* _Given passage_
A confident person is a person who believes they can overcome any problems they come across, achieve any task they take on or set for themselves, it’s the same with self-esteem. It’s the fundamental belief that no problem is irresolvable, no obstacle insurmountable.


People who believe those things about themselves, who have confidence and trust in themselves to perform, come over as confident.


----------



## southbound (Oct 31, 2010)

AFEH said:


> Why such negativity about confidence? You come across as being envious of confident people.
> 
> 
> A confident person is a person who believes they can overcome any problems they come across, achieve any task they take on or set for themselves, it’s the same with self-esteem. It’s the fundamental belief that no problem is irresolvable, no obstacle insurmountable.
> ...


No, I thought the question was clear; I want to know the difference between displaying confidence and being arrogant. I notice that some list confidence as attractive; however, we all meet people who act arrogant, like they think "I'm all that." As I've heard it said before, some guys act like they're "Gods gift to women." I assume that's not attractive.


----------



## AFEH (May 18, 2010)

southbound said:


> No, I thought the question was clear; I want to know the difference between displaying confidence and being arrogant. I notice that some list confidence as attractive; however, we all meet people who act arrogant, like they think "I'm all that." As I've heard it said before, some guys act like they're "Gods gift to women." I assume that's not attractive.


Arrogance is, well arrogance: _unpleasantly proud and behaving as if you are more important than, or know more than, other people._

On the other hand truly confident people (people who don’t even think about their confidence) can be quite humble. Which is the opposite of arrogance. But then again their humility may be insincere, false.

Is “confidence” a quality you wish to acquire to make you more attractive to women? Or are you just venting about arrogant men and pick up artists?


Confidence comes from belief in yourself to do things. As we go through life gaining say homes, cars, pensions etc. etc. we become more and more confident in our belief that we get things done.


If we go through life and reach an age of say 40 or so having accrued nothing of any material value at all, then a man becomes seriously sad and depressed and will either have thoughts of suicide or actually pull his finger out, realise his whole philosophy of life was wrong and got him nowhere whatsoever and just maybe he’ll start making a success of his life.


----------



## SimplyAmorous (Nov 25, 2009)

I so appreicate those who are just plain good hearted people....there is a vibe with these types...they are a little more open minded, they are not prone to clickishness & they do not always judge a book by it's cover... they do not see themselves as superior...(if that temptation comes upon them, they try to put it down) ... like their class is above anothers class - based on what they own ~ how they dress ~ education ~ climbing the social ladder ~ physical beauty ......such people recognize that all of us have unique gifts/talents & something of value ...to contribute. 

These types do not come off with a 'c0cky confidence"....but a human confidence - a confidence seasoned with some *humilty* too...that irregardless of their social standing / beauty....they value other people in addition to themselves....and our different roles in society .

* _Material supplied_
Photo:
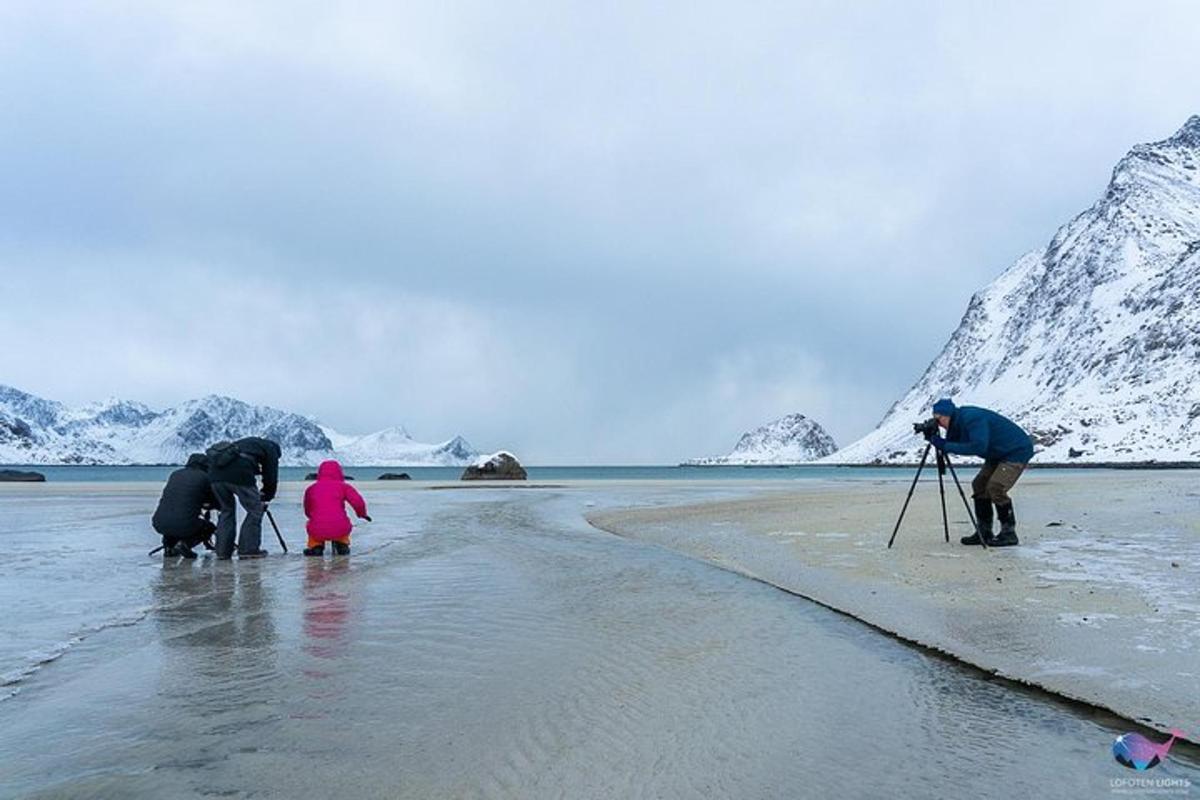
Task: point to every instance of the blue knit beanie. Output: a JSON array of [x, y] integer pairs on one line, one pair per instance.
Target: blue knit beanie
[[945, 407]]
==
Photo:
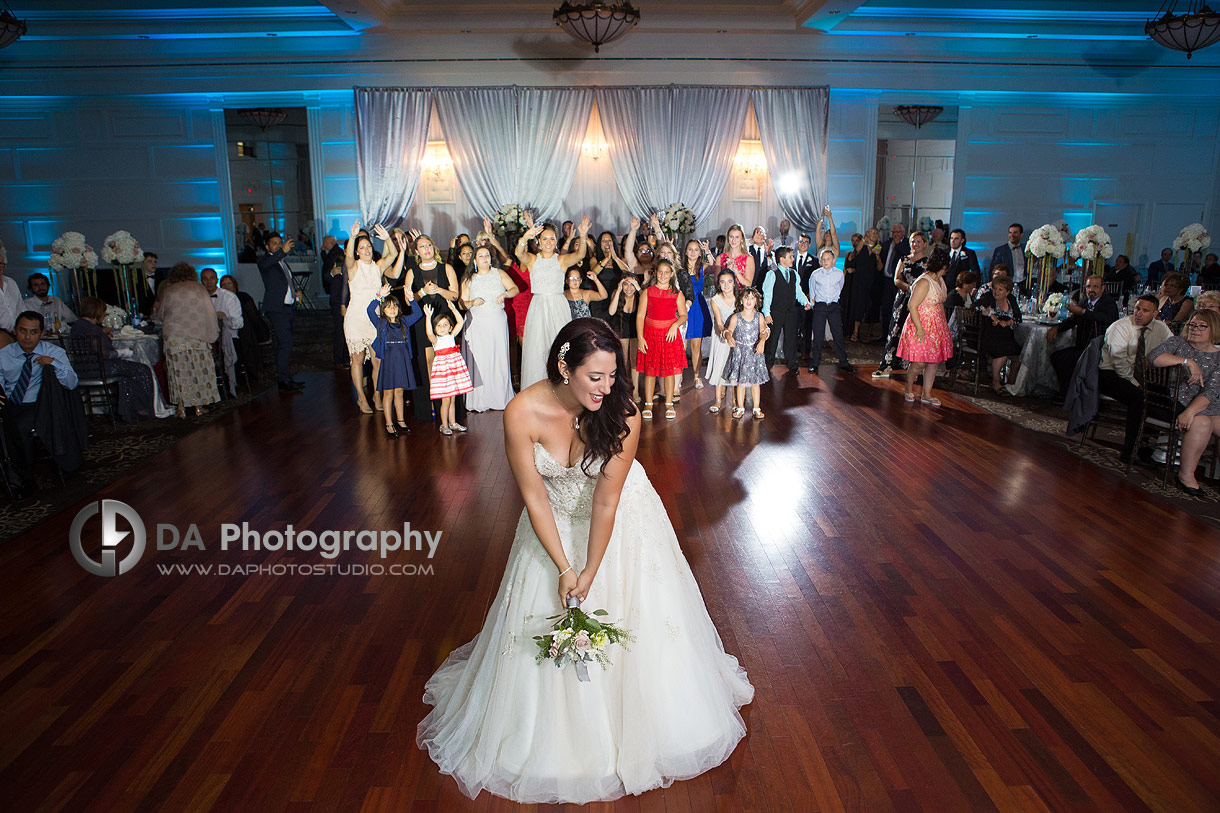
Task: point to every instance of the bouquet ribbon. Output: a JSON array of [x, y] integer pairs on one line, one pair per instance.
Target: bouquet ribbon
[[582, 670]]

* _Given task_
Revise the part of the forum thread on confidence starting with "Arrogance is, well" and going on through "be insincere, false.", so that "humble" becomes "modest". The material comes from a different source than the text.

* _Written reply_
Arrogance is, well arrogance: _unpleasantly proud and behaving as if you are more important than, or know more than, other people._

On the other hand truly confident people (people who don’t even think about their confidence) can be quite modest. Which is the opposite of arrogance. But then again their humility may be insincere, false.